**Data for processing:**
☆ ☆ ☆ ☆ ☆ ☆ ☆

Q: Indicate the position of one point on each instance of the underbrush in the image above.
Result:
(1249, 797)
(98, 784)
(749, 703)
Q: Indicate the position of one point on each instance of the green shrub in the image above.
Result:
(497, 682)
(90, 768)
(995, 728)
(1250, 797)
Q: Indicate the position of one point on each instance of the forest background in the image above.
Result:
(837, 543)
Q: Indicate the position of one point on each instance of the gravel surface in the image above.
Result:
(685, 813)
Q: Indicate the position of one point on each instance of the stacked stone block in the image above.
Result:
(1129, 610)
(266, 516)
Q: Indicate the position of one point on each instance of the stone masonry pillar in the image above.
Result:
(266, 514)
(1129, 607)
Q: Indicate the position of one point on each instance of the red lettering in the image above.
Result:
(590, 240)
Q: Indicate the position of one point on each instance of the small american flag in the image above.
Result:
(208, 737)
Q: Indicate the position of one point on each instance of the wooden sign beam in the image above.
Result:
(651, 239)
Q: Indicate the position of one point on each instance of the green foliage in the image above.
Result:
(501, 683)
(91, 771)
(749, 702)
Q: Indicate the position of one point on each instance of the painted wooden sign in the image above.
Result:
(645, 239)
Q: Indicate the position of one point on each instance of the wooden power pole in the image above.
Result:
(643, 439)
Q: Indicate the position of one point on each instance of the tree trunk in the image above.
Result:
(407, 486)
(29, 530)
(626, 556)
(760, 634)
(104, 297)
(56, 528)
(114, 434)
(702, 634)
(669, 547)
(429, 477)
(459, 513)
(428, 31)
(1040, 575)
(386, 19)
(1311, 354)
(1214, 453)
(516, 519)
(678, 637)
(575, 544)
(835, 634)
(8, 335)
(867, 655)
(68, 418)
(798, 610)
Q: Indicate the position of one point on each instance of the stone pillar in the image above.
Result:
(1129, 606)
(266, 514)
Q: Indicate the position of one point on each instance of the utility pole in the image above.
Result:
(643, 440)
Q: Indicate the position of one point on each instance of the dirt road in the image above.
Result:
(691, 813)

☆ ☆ ☆ ☆ ☆ ☆ ☆

**Short task:**
Output as a JSON list of strings every line of the rows from the one containing "utility pole in the image above." through the end of the rows, inclusive, one string per line and blank lines left out.

**Exercise result:**
[
  "Q: Indicate the position of one point on each instance of the utility pole in the image above.",
  "Result:",
  "(643, 440)",
  "Q: Indicate the position of one point on each instance of the dirt road in the image above.",
  "Result:",
  "(691, 813)"
]